→ **O exercício**:
Escreva a continuação do texto sobre Elis e o caso de Cajá no Recife, começando logo depois da última frase.

→ **Trecho fornecido**:
=-=-=
Do Recife, Julio Maria entrevistou o compositor Alceu Valença, que narrou uma passagem curiosa entre ele e o parceiro Geraldo Azevedo com Elis, uma tentativa frustrada de mostrar as músicas da dupla. Ocorrido no intervalo do ensaio de um show no Rio de Janeiro, no começo dos anos 1970, o encontro tomou um rumo diferente, com a chegada de Milton Nascimento ao camarim, encabulando os pernambucanos perante a cantora.
Na capital pernambucana, Julio também pesquisou, no acervo do Diario de Pernambuco, matérias falando da passagem dela na cidade, no episódio a favor da libertação do preso político Edval Nunes da Silva, o Cajá. Líder estudantil ligado a Dom Hélder Câmara e integrante da Comissão de Justiça e Paz, Cajá foi preso em maio de 1978, acusado de tentar reorganizar o Partido Comunista Revolucionário.
Ao chegar ao Recife, em julho daquele ano, para a temporada de Transversal do tempo (que fazia uma crítica ao momento político da época), Elis sabia da prisão e das torturas sofridas por Cajá, dedicando a ele a sua primeira apresentação no Teatro Santa Isabel. Ameaçada pela Polícia Federal a não mais mencionar o nome do preso, sob a pena de ter as suas apresentações canceladas, Elis deu um drible nos censores, ao subir ao palco, na noite seguinte, usando uma artimanha para pronunciar o nome de Cajá novamente. “Prestes a começar, olhou para a plateia como se procurasse por um de seus músicos perdidos e, fingindo que o avistava, disse, definindo bem cada sílaba no final da frase: ‘E você, o que está fazendo aí? Vem pra cá, já’. Grande parte do público percebeu o ‘Cajá’ e aplaudiu”, relata a biografia, que traz ainda a transcrição de uma carta escrita por Elis a Cajá, cheia de culpa, depois de ser proibida de visitá-lo na prisão (leia no site da Continente).
=-=-=
→ **Listagem fornecida**:
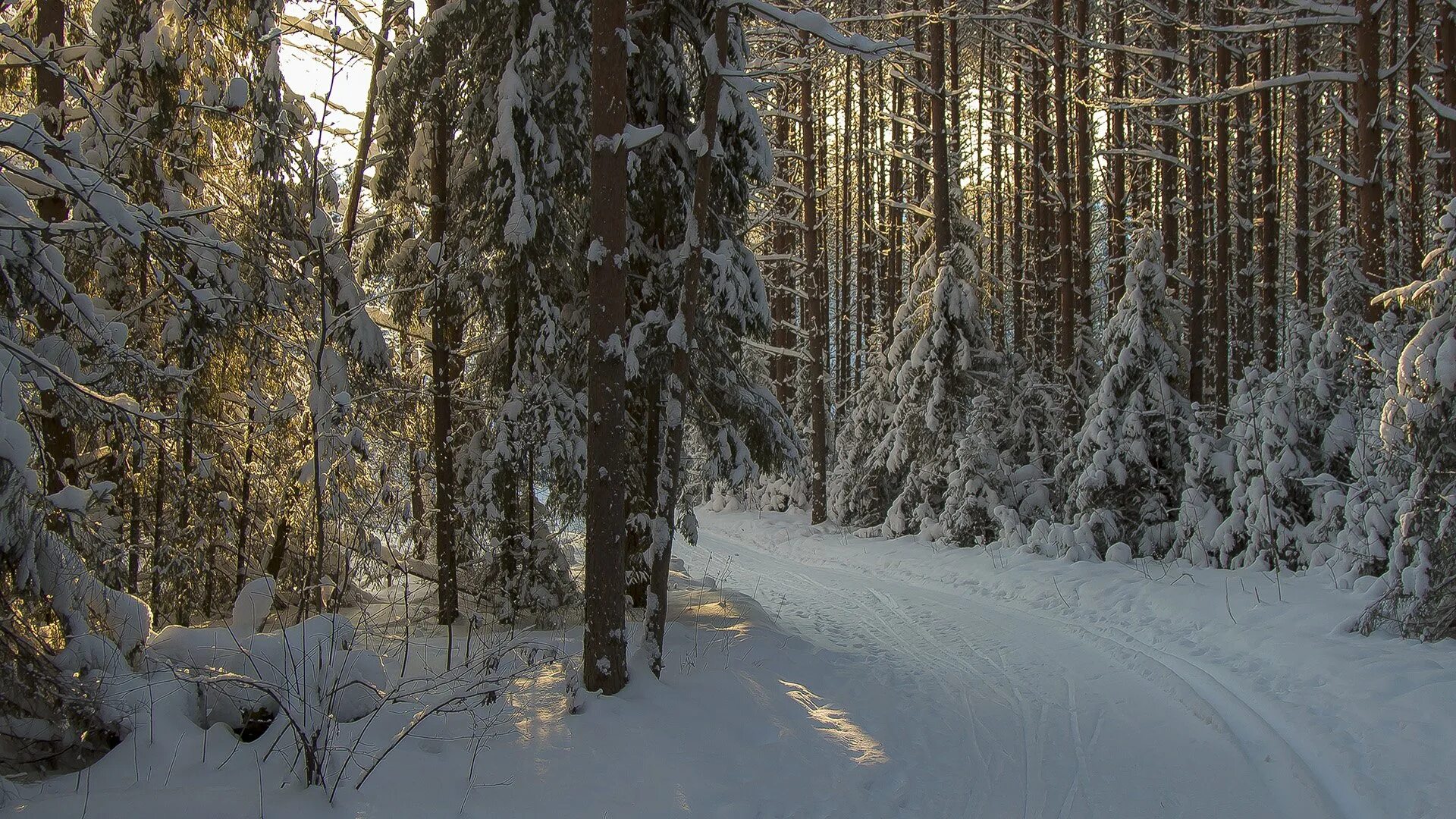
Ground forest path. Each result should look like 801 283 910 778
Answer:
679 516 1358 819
=-=-=
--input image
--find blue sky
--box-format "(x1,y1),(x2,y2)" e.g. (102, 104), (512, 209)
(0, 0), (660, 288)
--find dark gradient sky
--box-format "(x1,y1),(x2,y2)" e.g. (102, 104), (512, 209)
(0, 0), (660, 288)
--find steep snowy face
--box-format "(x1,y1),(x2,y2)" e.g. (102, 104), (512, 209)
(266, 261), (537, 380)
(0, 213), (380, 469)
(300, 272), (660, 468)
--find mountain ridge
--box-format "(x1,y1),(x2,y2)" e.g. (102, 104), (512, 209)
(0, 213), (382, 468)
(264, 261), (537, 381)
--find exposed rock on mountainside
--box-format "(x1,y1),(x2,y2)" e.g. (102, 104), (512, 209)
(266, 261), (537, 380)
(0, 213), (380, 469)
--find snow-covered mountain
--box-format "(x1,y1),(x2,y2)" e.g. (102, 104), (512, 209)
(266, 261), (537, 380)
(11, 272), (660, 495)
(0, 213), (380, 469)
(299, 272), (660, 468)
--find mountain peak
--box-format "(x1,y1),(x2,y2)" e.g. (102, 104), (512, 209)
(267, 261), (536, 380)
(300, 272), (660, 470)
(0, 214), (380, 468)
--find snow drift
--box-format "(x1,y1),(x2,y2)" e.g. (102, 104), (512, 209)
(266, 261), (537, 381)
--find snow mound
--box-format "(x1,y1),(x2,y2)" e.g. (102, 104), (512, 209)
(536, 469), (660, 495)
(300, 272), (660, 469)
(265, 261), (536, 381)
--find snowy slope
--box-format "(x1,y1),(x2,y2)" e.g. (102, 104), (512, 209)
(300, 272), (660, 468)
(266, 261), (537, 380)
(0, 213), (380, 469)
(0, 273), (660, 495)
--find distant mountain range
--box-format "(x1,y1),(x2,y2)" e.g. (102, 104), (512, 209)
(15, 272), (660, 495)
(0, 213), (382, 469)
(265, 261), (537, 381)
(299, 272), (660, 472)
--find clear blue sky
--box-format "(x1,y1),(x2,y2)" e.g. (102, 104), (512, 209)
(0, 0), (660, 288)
=-=-=
→ **Resposta da tarefa**:
Dona de gestos imprevisíveis, Elis desconcertou muitas pessoas. Da mesma maneira com que prestou solidariedade gratuita a Cajá e, pouco antes, à roqueira Rita Lee, em 1976, depois de ter sido presa grávida por porte ilegal de maconha, a cantora também foi capaz de vetar nomes como o de Nana Caymmi em seu programa na TV Record, O fino da bossa, comandado ao lado de Jair Rodrigues, entre 1965 e 1967, conforme conta Nada será como antes. Depois de viajar do Rio para São Paulo, a convite da produção, Nana foi dispensada antes mesmo dos ensaios, sob a alegação de que o programa já estava completo.
Elis também foi protagonista, em 1971, da demissão de toda a sua banda, que contava com músicos como Toninho Horta, Nelson Ângelo, Novelli e Wilson das Neves. O grupo, que contestava os valores do cachê e pedia aumento a contragosto da cantora, que acreditava pagar devidamente, foi surpreendido na última apresentação da temporada do disco Ela, num clube de Vinhedo, interior de São Paulo. “Quando soavam os últimos acordes de Upa neguinho, Elis foi ao microfone como quem arremessa calmamente uma granada para trás: ‘Eu queria que vocês aplaudissem minha banda com força porque, a partir de hoje, ela não toca mais comigo’.”
Para escrever a biografia, Julio Maria muniu-se de 115 depoimentos, consulta a livros, jornais e revistas. Fotos: Divulgação
Em relação ao Furacão Elis, lançado em 1985, três anos após a morte da cantora, Nada será como antes difere na abordagem, ao aprofundar fatos ligados à vida de Elis, especialmente aqueles relacionados a gravações de discos e realização de shows. O conhecimento musical de Julio – ele próprio tendo estudado guitarra na Universidade Livre de Música – ajuda a compor o cenário narrativo, contextualizando com informações de cunho mais teórico-musical, sem soar enfadonho. Dessa maneira, por exemplo, descobrimos que, durante a gravação de Depois da queda, Elis chegou a desafinar após embarcar nos harmônicos da flauta, adotando outro tom na canção, fenômeno comum a ouvidos bastante sensíveis, como de instrumentistas, não de cantores. Retirada a flauta, Elis não errou mais a tonalidade.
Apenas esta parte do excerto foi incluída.